Records excerpted from a collection:
--- BEGIN ---

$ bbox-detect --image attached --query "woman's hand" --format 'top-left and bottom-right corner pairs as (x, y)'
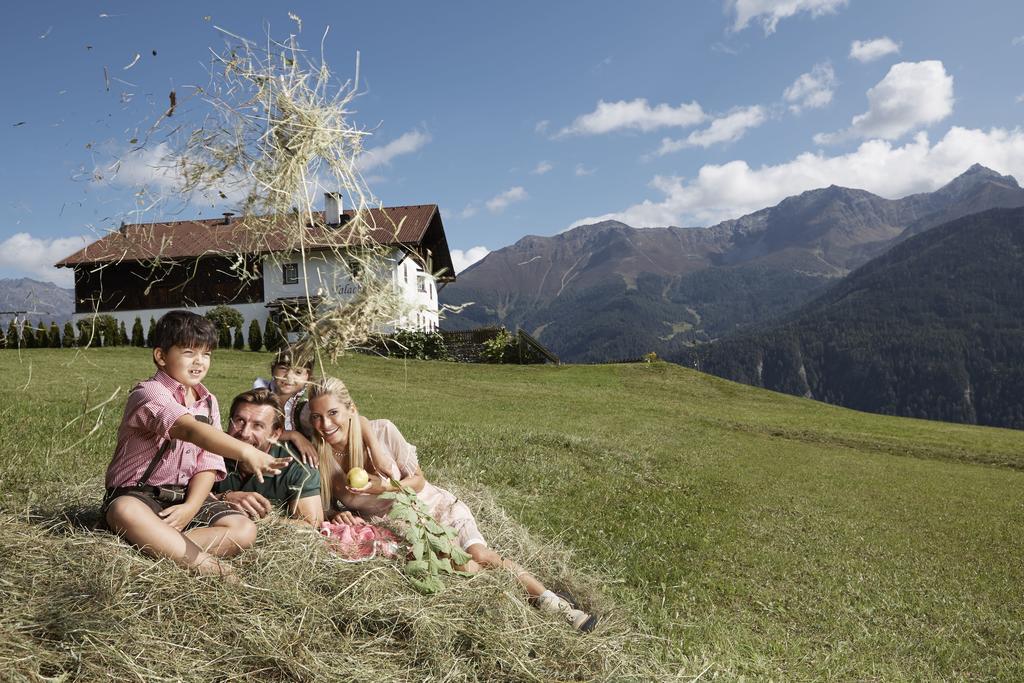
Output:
(281, 430), (319, 467)
(157, 503), (200, 531)
(328, 510), (367, 526)
(221, 490), (273, 519)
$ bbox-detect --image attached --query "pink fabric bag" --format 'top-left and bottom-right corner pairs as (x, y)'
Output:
(321, 521), (398, 562)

--- END ---

### Objective
Rewrite the material above with every instance of "corner pairs" changed to "corner points" and nothing else altered, leaving out the pictures.

### Response to the exercise
$ bbox-detect --image attached --query "woman's hand" --format 'top-left and bottom-right corner points as (x, y)'
Output:
(281, 430), (319, 467)
(157, 503), (200, 531)
(328, 510), (367, 526)
(221, 490), (273, 519)
$ bbox-detect --image attached --query "pink fabric bag" --format 'top-left and bottom-right corner points as (x, y)'
Output:
(321, 521), (398, 562)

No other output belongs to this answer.